Extract provided:
[Start]

For frame-lifetime allocations, contexts use linear allocators internally. These are used automatically by the frame graph system for building the frame graph and means that the frame graph can be cached instantly by simply promoting the used linear memory to persistant memory.

Benefits:

  • Extremely fast - Just bump a pointer
  • Zero fragmentation - Entire pool reset at once
  • Cache-friendly - Sequential allocations
  • Can be cached instantly - The linear memory that was used is simply promoted to persistant memory.

Memory Types

GPU-Only Memory

Fastest for GPU access, no CPU access:

zest_buffer_info_t info = zest_CreateBufferInfo(
    zest_buffer_type_vertex,
    zest_memory_usage_gpu_only
);

Use for:

  • Vertex buffers
  • Index buffers
  • Textures
  • Render targets

CPU-to-GPU Memory

CPU can write, GPU can read. Used for uploads:

zest_buffer_info_t info = zest_CreateBufferInfo(
    zest_buffer_type_uniform,
    zest_memory_usage_cpu_to_gpu
);

Use for:

  • Uniform buffers (updated every frame)

[End]

Material:
[Start]

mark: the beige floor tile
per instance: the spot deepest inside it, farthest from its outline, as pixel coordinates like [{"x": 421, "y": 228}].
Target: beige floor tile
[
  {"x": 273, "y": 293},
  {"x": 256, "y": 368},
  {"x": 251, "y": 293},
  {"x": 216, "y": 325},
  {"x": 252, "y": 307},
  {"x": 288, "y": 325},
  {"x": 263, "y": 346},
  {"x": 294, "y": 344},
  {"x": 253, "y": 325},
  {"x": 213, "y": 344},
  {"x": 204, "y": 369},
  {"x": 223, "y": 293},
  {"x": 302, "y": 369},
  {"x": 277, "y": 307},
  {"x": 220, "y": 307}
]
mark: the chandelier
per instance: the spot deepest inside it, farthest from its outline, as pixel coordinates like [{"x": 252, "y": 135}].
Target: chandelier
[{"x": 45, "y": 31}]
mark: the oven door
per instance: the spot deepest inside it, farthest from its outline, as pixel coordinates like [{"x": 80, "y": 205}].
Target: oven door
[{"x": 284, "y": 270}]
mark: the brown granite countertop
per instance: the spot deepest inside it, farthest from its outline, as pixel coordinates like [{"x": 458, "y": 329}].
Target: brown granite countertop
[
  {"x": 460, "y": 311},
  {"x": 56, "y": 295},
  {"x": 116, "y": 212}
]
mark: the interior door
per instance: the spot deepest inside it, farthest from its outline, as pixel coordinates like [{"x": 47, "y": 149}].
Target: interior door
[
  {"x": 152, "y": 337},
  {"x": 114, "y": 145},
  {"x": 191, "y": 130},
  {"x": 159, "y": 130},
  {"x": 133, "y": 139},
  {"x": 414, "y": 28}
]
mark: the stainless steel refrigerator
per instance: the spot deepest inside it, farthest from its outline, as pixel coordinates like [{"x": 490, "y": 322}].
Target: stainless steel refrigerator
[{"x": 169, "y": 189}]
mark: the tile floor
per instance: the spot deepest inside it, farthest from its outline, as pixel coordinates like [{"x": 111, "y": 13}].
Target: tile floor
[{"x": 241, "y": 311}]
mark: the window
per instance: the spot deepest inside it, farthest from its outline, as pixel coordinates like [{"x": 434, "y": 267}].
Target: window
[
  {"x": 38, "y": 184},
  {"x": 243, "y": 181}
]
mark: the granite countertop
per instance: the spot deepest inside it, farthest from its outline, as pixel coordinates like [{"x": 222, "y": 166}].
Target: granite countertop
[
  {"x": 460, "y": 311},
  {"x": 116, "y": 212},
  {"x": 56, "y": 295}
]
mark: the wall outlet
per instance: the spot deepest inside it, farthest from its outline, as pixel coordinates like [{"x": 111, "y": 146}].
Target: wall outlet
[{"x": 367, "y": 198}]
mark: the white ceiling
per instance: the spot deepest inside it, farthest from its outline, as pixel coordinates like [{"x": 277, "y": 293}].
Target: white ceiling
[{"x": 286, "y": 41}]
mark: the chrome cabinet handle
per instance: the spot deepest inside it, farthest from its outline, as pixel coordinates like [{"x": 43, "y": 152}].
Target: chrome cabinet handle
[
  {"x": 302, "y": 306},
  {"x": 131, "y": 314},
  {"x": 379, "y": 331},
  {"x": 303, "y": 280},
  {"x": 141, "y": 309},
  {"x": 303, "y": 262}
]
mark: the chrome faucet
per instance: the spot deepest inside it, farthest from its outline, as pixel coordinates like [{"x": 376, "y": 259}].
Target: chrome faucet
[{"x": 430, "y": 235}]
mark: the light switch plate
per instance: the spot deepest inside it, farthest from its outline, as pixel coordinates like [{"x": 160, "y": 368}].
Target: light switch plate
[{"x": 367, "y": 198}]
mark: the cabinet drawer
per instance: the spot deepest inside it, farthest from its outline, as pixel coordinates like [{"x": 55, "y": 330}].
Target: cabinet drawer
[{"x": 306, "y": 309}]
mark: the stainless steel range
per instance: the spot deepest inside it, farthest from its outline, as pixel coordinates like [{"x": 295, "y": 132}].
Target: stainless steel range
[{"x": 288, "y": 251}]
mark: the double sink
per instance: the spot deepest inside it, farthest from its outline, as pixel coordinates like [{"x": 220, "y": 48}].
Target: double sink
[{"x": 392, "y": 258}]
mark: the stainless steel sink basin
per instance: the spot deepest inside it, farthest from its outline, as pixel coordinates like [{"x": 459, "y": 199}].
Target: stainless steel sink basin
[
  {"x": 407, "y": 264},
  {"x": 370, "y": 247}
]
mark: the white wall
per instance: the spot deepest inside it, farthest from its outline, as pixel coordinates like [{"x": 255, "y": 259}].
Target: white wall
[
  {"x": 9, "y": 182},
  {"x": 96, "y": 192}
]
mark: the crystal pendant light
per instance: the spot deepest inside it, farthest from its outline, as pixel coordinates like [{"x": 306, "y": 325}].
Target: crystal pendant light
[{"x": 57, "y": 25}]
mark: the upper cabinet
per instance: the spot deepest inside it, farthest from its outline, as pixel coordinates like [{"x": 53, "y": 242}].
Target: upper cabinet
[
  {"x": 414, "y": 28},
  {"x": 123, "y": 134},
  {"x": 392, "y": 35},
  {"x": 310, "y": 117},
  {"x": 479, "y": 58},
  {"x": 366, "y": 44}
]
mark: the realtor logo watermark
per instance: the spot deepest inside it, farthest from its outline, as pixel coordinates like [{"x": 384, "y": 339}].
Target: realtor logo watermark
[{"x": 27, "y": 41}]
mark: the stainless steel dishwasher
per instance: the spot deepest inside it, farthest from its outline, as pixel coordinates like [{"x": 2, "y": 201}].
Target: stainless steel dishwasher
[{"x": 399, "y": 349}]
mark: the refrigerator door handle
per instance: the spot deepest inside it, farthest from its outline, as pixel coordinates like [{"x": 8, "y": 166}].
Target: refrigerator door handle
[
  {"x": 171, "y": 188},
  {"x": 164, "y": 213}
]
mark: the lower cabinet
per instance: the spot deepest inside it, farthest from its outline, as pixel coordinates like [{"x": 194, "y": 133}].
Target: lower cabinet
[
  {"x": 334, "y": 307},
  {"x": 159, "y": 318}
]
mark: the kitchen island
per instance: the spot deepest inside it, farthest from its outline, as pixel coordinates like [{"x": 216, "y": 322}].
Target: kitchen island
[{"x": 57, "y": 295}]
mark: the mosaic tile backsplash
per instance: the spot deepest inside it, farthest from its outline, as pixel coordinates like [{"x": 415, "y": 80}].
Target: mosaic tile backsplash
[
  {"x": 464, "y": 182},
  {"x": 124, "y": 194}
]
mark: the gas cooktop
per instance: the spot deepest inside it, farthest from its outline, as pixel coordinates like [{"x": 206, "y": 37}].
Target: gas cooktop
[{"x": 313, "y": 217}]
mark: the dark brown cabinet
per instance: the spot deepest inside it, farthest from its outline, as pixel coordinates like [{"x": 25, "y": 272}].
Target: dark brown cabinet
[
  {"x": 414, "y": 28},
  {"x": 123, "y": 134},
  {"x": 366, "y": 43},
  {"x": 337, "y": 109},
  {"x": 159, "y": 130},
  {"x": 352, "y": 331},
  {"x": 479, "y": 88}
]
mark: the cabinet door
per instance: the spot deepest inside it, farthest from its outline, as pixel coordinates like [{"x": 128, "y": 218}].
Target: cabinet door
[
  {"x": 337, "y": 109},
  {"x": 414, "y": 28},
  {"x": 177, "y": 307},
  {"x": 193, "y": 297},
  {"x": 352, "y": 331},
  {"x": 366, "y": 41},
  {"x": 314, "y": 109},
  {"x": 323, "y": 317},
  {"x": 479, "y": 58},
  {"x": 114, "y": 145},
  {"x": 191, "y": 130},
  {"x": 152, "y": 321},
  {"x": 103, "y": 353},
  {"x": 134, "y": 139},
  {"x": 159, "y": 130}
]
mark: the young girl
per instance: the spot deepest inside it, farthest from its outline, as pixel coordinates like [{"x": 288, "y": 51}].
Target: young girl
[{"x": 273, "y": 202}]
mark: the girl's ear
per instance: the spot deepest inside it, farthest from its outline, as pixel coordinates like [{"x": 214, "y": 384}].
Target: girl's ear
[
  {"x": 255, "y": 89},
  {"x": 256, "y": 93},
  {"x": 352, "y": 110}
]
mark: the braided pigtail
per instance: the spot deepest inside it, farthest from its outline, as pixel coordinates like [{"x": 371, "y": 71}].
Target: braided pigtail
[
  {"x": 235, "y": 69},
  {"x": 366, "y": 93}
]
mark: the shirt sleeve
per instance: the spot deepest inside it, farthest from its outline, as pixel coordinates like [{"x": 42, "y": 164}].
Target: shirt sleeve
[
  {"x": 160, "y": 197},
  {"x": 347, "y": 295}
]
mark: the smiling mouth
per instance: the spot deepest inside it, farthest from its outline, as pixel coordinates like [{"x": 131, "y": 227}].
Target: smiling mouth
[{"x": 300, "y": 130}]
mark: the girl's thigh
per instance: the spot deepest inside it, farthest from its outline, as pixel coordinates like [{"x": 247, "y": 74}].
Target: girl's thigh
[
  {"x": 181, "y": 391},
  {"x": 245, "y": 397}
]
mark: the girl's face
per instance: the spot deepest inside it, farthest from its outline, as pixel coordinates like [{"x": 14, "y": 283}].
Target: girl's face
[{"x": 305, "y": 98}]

[End]

Given request 1:
Decide whether each statement below agrees with the memory allocation excerpt. Answer yes or no, and quote the words from the excerpt that settle it.
(a) GPU-only memory is listed as a choice for render targets.
(b) The linear allocators release allocations one at a time.
(c) With CPU-to-GPU memory, the CPU reads and the GPU writes.
Given request 2:
Resume the memory allocation excerpt, picking up right after its final line.

Final result 1:
(a) Yes: "Render targets"
(b) No: "Entire pool reset at once"
(c) No: "CPU can write, GPU can read."

Final result 2:
  • Staging buffers for uploads

GPU-to-CPU Memory

GPU can write, CPU can read. Used for readback:

zest_buffer_info_t info = zest_CreateBufferInfo(
    zest_buffer_type_storage,
    zest_memory_usage_gpu_to_cpu
);

Use for:

  • Readback buffers
  • GPU compute results that need CPU access

Transient Resources

Resources that only exist within a frame graph execution:

zest_image_resource_info_t info = {
    .format = zest_format_r16g16b16a16_sfloat,
    .usage_hints = zest_resource_usage_hint_none,  // Set as needed
    .width = 1920,
    .height = 1080,
    .mip_levels = 1,
    .layer_count = 1
};
zest_resource_node target = zest_AddTransientImageResource("HDR", &info);

Memory Aliasing

Transient resources can share memory when their lifetimes don't overlap:

Pass 1: Write → Target A
Pass 2: Read Target A, Write → Target B
Pass 3: Read Target B, Write → Target C
Pass 3: Read Target C

Target A and Target C can share the same memory!

The frame graph compiler automatically handles aliasing.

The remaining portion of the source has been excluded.